> Excerpt to read

<<<<

Monitoring of seismicity is an important and sensitive tool in studies of seismotectonic processes and earthquake prediction. Recent theoretical and numerical models of seismicity consider seismogenes as evolution of hierarchical, non-linear and dissipative systems and are primarily developed as a new base for large earthquake prediction. This involves an expansion of basic features of seismicity diagnostics by joint analysis of models and phemenology: scaling, similarity, self-similarity, spatio-temporal correlation, response to excitation and predictability at different scales of averaging. These features are used in solving the problems of earthquake prediction through correlation between formalized spatio-temporal and energy parameters of scaling seismicity and location, time and energy of large shocks. These features of real seismicity are poorly known in spite of their fundamental importance, and practically have not been used in the studies of large earthquake prediction in Baikal region.

To assess the predictability of seimicity we investigated energy structure and dynamics of seimicity in the Baikal region and three regions by methods of self-similar processes. We have analyzed the energy structure of seismicity using extrapolation of shock distribution on energy class scale KР by inverse cascade as analog of “Cantorian dust”. Temporal Hausdorff dimension D variations of energy structure in annual samplings of earthquakes with KРі8, recorded in the Baikal region between 1964 and 2002, have been investigated. The basic character of stochastic time process is a Hurst range H. We used the method of index of dispersion of counts (IDC) to calculate it. Assessments of self-similarity of Baikal region seismicity showed that optimization of spatio-temporal data sampling and removal of clusters is a necessary condition to reveal a large earthquake precursor from seismic data.

>>>>

> Task to complete
Please set down, word for word, the stretch of the seismicity passage between "To assess the" and "from seismic data.", inclusive.

> Exercise data
<<<<

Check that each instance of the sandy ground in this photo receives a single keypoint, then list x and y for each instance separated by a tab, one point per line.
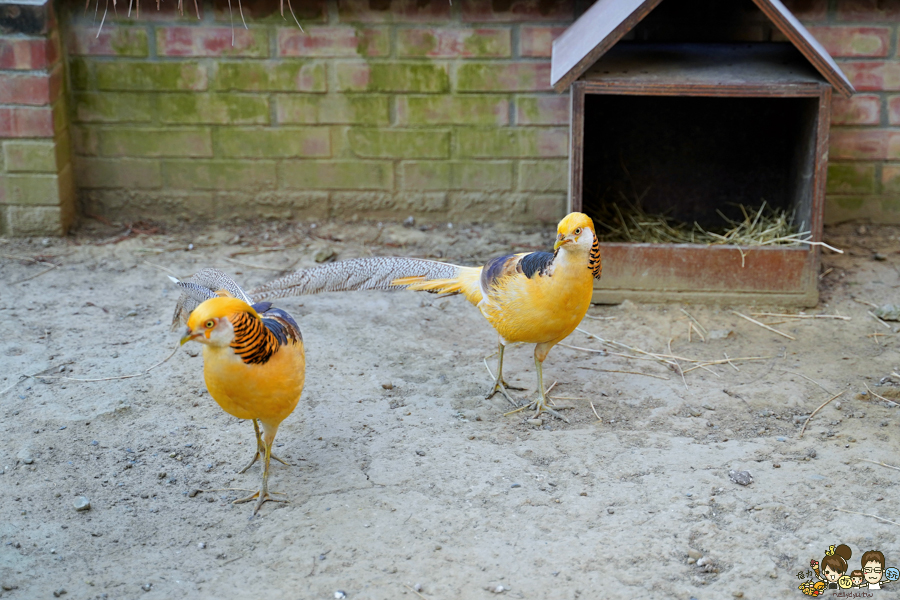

>>>>

> Solved exercise
To assess the predictability of seimicity we investigated energy structure and dynamics of seimicity in the Baikal region and three regions by methods of self-similar processes. We have analyzed the energy structure of seismicity using extrapolation of shock distribution on energy class scale KР by inverse cascade as analog of “Cantorian dust”. Temporal Hausdorff dimension D variations of energy structure in annual samplings of earthquakes with KРі8, recorded in the Baikal region between 1964 and 2002, have been investigated. The basic character of stochastic time process is a Hurst range H. We used the method of index of dispersion of counts (IDC) to calculate it. Assessments of self-similarity of Baikal region seismicity showed that optimization of spatio-temporal data sampling and removal of clusters is a necessary condition to reveal a large earthquake precursor from seismic data.